# Data to process:
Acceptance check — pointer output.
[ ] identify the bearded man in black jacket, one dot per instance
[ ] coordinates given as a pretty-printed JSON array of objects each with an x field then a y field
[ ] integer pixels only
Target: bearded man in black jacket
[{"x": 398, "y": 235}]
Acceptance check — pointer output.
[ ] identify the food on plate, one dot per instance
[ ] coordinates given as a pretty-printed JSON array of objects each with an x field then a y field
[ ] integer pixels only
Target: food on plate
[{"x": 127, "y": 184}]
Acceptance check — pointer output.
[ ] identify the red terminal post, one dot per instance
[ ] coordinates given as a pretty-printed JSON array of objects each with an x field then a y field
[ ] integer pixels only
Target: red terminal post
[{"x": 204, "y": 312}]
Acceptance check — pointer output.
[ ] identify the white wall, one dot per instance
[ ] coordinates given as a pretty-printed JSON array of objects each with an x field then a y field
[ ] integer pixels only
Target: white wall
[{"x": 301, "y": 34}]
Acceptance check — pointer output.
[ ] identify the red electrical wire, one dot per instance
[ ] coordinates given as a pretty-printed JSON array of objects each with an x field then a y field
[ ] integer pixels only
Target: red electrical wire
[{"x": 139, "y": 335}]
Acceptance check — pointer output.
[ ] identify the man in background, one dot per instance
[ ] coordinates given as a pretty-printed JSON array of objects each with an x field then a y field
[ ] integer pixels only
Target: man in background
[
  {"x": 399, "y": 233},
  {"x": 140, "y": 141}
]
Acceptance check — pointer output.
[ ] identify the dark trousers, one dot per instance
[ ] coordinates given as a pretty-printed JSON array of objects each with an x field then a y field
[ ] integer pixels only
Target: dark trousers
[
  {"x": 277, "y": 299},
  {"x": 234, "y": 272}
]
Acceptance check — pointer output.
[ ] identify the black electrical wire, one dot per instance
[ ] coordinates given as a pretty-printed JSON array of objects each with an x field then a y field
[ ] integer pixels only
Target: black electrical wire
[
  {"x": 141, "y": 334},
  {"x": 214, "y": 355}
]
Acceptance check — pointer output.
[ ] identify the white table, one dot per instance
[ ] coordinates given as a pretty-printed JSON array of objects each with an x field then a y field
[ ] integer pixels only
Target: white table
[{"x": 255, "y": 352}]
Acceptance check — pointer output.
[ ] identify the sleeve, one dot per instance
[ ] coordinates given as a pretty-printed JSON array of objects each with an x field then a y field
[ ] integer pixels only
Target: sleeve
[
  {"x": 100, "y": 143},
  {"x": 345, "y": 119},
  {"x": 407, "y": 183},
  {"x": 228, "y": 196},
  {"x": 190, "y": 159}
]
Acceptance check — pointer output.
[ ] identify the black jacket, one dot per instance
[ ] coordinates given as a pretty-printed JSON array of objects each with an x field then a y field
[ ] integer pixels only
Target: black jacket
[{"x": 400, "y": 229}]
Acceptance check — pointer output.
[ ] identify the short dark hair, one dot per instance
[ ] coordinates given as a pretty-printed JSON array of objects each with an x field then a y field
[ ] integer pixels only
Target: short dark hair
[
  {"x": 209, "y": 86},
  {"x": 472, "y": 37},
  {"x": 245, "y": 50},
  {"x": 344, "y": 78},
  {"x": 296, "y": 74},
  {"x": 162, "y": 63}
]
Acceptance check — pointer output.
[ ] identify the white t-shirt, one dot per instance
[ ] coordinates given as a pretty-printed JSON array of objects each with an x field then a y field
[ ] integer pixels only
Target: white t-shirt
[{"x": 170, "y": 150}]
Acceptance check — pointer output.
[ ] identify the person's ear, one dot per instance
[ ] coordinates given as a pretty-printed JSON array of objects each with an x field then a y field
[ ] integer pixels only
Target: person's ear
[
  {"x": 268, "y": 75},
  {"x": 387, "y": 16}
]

# Exercise prompt:
Restate the full material word for word.

# Answer space:
Acceptance check — pointer output.
[ ] identify the bearded man in black jacket, one dot per instance
[ ] coordinates given as a pretty-printed JSON array of objects each with an x field then a y field
[ ] integer pixels only
Target: bearded man in black jacket
[{"x": 398, "y": 235}]
Acceptance check — pointer output.
[ ] identify the food on plate, one dot per instance
[ ] coordinates given as a pretty-printed JSON array of objects each with an x field then a y field
[ ] integer pixels only
Target: food on plate
[{"x": 127, "y": 184}]
Acceptance check — pointer output.
[ ] identify the red terminal post, one dot per instance
[ ] coordinates given as a pretty-printed JSON array of objects each with an x field then a y field
[ ] integer pixels only
Target: red terminal post
[{"x": 204, "y": 312}]
Acceptance check — pointer output.
[ ] identify the white wall, one dot per instance
[ ] coordinates given as a pretty-printed JSON array of objects each with an x field then a y field
[ ] integer pixels only
Target: white wall
[{"x": 301, "y": 34}]
Acceptance check — pointer output.
[ ] identify the red electrical wire, one dot per instance
[ ] coordinates given as a pretty-printed JSON array of objects each with an x field then a y field
[ ] integer pixels only
Target: red electrical wire
[{"x": 139, "y": 335}]
Acceptance check — pointer output.
[ ] identify the man in background, one dot per instance
[ ] coordinates given as a pretty-printed JSON array of objects each with an x field then a y field
[ ] integer pixels only
Target: man in background
[
  {"x": 399, "y": 233},
  {"x": 140, "y": 141}
]
Acceptance check — pointer output.
[ ] identify the dark trousers, one dot per instance
[ ] coordinates given as a pretty-printed JSON array of objects each with an x field then a y field
[ ] integer pixels only
Target: dark trousers
[
  {"x": 277, "y": 299},
  {"x": 234, "y": 272}
]
Acceptance check — pointer output.
[ ] identify the black electrical wire, one dot per instance
[ ] coordinates given as a pretty-printed JSON array of objects each with an x field then a y field
[ ] integer pixels only
Target: black electrical wire
[
  {"x": 141, "y": 334},
  {"x": 214, "y": 355}
]
Acceptance check — pointer output.
[ ] identify the white table, one dot per instance
[ ] coordinates given as a pretty-printed JSON array of objects each with an x field then a y field
[ ] integer pixels only
Target: white table
[{"x": 255, "y": 352}]
Acceptance check — pointer output.
[ ] identify the sleeve, one dot per instance
[ ] coordinates given as a pretty-printed JSON array of objects each with an x field then a y field
[ ] integer pixels only
Target: sleeve
[
  {"x": 100, "y": 143},
  {"x": 345, "y": 119},
  {"x": 407, "y": 183},
  {"x": 228, "y": 196},
  {"x": 190, "y": 159}
]
Acceptance check — pointer output.
[ ] identify the black jacket, one dot per instance
[ ] coordinates given as a pretty-printed JSON array of objects each with an x field then a y field
[ ] integer pixels only
Target: black jacket
[{"x": 400, "y": 229}]
Acceptance check — pointer output.
[ ] identify the short dark hair, one dot per instance
[ ] coordinates given as a pretty-printed JSON array of objects each with an x field then a y field
[ ] integer pixels only
Target: short dark hair
[
  {"x": 209, "y": 86},
  {"x": 472, "y": 37},
  {"x": 245, "y": 50},
  {"x": 344, "y": 78},
  {"x": 296, "y": 74},
  {"x": 162, "y": 63}
]
Acceptance check — pointer output.
[ ] identify the white t-shirt, one dot per instance
[ ] coordinates given as a pretty-printed JSON array of objects each with an x field then a y field
[ ] integer pixels only
Target: white t-shirt
[{"x": 170, "y": 150}]
Acceptance check — pointer output.
[ ] identify the person's ear, one dot per instance
[ ] coordinates given as a pretty-printed JSON array of objects each with an x field then a y field
[ ] integer pixels only
Target: person's ear
[
  {"x": 268, "y": 75},
  {"x": 387, "y": 16}
]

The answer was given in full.